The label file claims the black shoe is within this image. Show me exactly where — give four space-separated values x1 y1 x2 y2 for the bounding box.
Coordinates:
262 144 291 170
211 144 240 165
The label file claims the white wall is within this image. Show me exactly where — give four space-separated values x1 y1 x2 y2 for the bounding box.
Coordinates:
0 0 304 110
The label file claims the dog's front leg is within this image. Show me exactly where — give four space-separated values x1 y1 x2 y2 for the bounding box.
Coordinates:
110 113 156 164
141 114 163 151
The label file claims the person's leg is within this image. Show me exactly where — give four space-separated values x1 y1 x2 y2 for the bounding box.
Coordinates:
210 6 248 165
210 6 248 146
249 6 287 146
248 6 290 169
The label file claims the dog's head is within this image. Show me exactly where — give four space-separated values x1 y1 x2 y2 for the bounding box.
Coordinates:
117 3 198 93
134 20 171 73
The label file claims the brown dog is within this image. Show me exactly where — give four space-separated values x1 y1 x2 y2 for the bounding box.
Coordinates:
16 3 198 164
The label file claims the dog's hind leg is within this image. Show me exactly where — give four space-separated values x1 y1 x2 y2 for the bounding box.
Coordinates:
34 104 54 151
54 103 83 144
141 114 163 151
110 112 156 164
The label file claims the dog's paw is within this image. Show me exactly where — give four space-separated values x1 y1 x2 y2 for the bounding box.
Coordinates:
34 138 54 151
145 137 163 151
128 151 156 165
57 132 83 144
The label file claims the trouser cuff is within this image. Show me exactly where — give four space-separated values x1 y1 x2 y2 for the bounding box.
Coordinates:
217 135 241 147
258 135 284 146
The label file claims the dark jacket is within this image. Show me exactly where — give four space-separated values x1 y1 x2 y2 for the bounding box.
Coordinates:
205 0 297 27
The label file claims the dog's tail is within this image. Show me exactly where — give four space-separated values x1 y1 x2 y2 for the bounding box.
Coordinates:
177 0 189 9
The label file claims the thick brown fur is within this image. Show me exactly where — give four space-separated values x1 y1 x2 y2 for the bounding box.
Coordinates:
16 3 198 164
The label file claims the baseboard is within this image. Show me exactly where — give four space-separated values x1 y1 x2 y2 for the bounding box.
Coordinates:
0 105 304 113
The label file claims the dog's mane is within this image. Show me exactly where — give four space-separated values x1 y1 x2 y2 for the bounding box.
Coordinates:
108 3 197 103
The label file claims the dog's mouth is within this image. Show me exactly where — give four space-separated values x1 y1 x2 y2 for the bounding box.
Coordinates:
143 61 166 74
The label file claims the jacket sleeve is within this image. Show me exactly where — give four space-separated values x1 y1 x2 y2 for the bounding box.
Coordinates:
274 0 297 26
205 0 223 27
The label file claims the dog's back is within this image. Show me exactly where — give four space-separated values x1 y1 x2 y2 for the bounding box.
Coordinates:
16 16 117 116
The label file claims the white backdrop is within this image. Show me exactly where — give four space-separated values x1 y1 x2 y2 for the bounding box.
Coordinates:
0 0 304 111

-------------------------

Przepisz wszystkie wiersze powyższych danych, niczego nie zmieniając.

== Wynik ćwiczenia ==
The label file claims the black shoe is within this image. Show me exactly where — give four space-separated values x1 y1 x2 y2 for the bounding box.
Coordinates:
262 144 291 170
211 144 240 165
The label file claims the white wall is within this image. Show me exactly where — give four space-separated values x1 y1 x2 y2 for the bounding box.
Coordinates:
0 0 304 110
The label file claims the dog's front leg is within this image. Show me exactly where — give four space-separated values x1 y1 x2 y2 for the bounding box.
Coordinates:
110 113 156 164
141 114 163 151
The label file claims the person's leg is within this image. Show me exactly where — give four space-separated values x1 y1 x2 y2 for the bounding box.
Coordinates:
210 6 248 165
210 6 248 146
249 6 287 146
248 6 290 169
The label file claims the dog's head is within this image. Show me exactly where — give four space-separated values x1 y1 x2 y2 for the bounding box.
Coordinates:
117 3 198 93
134 20 171 73
The label file claims the brown dog is within this image. Show me exactly where — give four space-separated values x1 y1 x2 y2 for the bounding box.
Coordinates:
16 3 198 164
The label file claims the dog's hind leg is within this image. Show me exactly where — give four space-separated values x1 y1 x2 y2 for the bounding box.
Coordinates:
34 104 54 151
54 103 83 144
141 114 163 151
110 112 156 164
The label file claims the dog's paw is within this image. Show me exactly where — give four space-separated values x1 y1 x2 y2 for the bounding box.
Coordinates:
34 138 54 151
145 137 163 151
128 151 156 165
57 132 83 144
The label file claims the trouser cuff is within this image. Show me exactly where — give four space-separated values x1 y1 x2 y2 for the bounding box.
Coordinates:
217 135 241 147
258 135 284 146
The label file claims the dark jacket is within this image. Show me exactly where — give four space-separated values x1 y1 x2 y2 for the bounding box.
Coordinates:
205 0 297 27
The label file claims the dog's tail is within this image. Show me exactly where — give four space-separated values x1 y1 x2 y2 for the bounding box.
Coordinates:
177 0 189 9
The label file claims the thick brown fur is within this image. Show me exactly where — give four space-separated values x1 y1 x2 y2 for the bounding box.
Coordinates:
16 3 198 164
The label file claims the baseboard is within this image. Show me exactly where — give four space-separated values x1 y1 x2 y2 for the bounding box.
Coordinates:
0 105 304 113
The label file claims the dog's mane is within this image. Show me exactly where — give four space-separated values x1 y1 x2 y2 for the bounding box.
Coordinates:
108 3 197 103
The label file claims the dog's mouth is within this image. Show me exactly where — give four space-separated values x1 y1 x2 y2 for the bounding box.
Coordinates:
143 61 166 74
The label file claims the jacket sleeve is within this image. Show me exactly where — give four space-separated values x1 y1 x2 y2 for the bounding box.
Coordinates:
274 0 297 26
205 0 223 27
The label file claims the dog's back is within this image. Show me exactly where — give four space-separated values x1 y1 x2 y2 for the bounding box.
Coordinates:
16 16 117 116
The label file claims the white backdrop is within this image. Show me exactly where — give four space-separated values x1 y1 x2 y2 for the bounding box.
Coordinates:
0 0 304 111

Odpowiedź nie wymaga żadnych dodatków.